**The exercise:** Display each line of the data below that contains the string "target", and copy every such line in full.

* start *

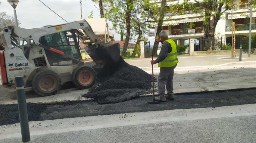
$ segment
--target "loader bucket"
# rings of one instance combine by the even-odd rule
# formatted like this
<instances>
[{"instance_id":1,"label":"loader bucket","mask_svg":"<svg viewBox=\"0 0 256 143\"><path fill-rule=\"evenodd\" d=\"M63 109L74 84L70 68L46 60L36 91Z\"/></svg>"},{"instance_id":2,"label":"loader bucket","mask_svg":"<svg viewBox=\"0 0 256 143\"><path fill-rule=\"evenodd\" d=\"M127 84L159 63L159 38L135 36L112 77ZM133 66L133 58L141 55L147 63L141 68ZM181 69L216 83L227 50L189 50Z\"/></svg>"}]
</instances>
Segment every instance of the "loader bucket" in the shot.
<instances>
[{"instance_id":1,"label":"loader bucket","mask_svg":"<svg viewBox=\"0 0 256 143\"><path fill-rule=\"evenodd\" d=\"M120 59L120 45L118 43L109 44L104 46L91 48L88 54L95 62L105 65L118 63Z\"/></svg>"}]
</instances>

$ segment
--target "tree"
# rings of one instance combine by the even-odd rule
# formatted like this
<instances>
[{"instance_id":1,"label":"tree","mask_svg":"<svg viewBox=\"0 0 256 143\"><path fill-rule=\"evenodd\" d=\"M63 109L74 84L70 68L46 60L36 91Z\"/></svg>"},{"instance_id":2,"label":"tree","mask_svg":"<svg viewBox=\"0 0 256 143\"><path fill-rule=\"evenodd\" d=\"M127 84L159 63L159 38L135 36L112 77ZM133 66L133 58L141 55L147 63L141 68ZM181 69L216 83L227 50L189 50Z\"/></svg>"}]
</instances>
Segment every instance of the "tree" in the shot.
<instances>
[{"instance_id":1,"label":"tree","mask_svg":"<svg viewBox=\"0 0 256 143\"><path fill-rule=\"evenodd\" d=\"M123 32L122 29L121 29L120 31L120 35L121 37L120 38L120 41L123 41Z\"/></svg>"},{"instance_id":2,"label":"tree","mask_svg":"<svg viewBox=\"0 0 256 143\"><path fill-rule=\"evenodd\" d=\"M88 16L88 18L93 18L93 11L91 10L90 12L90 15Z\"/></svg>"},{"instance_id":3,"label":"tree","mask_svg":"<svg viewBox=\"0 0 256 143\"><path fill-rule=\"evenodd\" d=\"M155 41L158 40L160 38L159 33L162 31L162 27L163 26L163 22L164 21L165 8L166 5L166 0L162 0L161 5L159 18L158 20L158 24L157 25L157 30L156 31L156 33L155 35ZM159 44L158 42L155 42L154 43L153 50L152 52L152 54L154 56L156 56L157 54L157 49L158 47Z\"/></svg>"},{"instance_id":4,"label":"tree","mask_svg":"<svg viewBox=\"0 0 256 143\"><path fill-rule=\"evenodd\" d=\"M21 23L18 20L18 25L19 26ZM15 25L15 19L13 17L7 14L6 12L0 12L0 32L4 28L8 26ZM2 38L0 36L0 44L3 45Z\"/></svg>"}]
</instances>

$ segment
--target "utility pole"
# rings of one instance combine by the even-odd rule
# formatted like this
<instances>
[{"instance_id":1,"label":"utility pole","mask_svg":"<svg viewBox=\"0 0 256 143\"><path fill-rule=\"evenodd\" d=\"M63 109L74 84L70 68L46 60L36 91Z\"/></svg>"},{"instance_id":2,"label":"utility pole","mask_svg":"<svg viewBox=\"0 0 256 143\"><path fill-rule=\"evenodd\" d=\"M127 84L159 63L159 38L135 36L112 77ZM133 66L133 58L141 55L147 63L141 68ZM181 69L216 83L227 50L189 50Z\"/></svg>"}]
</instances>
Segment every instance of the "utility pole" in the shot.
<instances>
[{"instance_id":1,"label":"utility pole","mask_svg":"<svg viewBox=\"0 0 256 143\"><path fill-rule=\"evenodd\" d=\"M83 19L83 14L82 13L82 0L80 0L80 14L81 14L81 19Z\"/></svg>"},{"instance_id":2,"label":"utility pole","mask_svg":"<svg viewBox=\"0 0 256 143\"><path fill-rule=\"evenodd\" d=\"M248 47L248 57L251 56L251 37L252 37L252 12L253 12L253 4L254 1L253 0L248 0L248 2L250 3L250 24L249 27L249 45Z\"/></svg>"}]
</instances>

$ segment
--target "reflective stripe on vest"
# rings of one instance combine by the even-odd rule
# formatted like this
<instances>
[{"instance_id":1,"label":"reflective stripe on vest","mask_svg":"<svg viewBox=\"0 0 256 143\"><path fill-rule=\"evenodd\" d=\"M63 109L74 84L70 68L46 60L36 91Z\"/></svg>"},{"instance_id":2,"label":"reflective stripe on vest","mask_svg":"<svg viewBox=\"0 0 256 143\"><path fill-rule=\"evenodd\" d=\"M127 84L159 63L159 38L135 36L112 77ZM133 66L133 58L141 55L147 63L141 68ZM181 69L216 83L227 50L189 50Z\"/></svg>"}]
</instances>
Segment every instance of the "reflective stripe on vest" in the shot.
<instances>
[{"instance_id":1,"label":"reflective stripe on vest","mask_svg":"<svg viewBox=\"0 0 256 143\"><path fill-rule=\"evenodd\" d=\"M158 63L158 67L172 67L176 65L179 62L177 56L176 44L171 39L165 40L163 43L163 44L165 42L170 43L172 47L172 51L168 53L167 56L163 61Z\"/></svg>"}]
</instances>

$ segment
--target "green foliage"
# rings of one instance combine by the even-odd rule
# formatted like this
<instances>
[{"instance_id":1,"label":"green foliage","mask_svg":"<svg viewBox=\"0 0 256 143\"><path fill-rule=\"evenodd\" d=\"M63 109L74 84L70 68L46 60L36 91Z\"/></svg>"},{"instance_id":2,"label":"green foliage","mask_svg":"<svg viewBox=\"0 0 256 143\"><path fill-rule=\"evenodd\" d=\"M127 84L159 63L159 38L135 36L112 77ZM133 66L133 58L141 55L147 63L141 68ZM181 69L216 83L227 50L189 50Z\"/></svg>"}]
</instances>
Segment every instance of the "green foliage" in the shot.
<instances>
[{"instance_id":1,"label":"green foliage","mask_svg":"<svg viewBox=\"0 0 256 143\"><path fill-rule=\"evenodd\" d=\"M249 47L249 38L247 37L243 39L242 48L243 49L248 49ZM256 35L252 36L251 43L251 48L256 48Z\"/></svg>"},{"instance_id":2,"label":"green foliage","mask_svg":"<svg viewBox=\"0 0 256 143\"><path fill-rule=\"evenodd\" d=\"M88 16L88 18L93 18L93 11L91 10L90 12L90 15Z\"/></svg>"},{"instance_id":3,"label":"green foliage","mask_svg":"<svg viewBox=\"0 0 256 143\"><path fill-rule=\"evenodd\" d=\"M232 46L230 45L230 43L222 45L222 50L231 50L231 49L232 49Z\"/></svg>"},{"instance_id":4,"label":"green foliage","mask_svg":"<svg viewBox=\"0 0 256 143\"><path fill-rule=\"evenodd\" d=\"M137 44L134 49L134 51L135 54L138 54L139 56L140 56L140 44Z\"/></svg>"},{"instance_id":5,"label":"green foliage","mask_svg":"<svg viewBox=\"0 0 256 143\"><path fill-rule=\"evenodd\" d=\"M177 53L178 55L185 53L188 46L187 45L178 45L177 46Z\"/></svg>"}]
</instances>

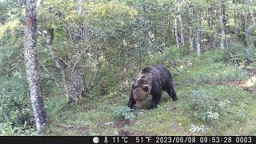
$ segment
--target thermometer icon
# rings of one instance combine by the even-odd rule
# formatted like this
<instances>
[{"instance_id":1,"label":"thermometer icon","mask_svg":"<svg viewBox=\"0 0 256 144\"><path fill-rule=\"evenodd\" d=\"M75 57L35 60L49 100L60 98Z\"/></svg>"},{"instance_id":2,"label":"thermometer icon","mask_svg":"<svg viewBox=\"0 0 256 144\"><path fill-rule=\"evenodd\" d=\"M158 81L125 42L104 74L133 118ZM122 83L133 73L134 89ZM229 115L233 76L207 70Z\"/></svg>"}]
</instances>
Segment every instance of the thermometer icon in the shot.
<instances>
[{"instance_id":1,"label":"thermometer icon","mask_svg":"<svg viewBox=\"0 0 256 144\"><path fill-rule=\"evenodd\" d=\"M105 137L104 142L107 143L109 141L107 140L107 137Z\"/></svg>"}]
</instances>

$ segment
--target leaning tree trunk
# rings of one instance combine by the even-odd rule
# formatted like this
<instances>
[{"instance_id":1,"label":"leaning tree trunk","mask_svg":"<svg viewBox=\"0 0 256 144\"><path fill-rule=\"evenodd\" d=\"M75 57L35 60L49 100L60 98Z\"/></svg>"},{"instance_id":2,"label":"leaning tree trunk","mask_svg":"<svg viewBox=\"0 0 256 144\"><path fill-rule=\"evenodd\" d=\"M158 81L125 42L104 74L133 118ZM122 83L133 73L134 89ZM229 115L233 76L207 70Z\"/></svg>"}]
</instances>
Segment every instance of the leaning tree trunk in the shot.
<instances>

* end *

**Full output:**
--target "loader bucket"
--target "tree"
--target "utility pole"
--target "reflective stripe on vest"
--target "green foliage"
--target thermometer icon
--target leaning tree trunk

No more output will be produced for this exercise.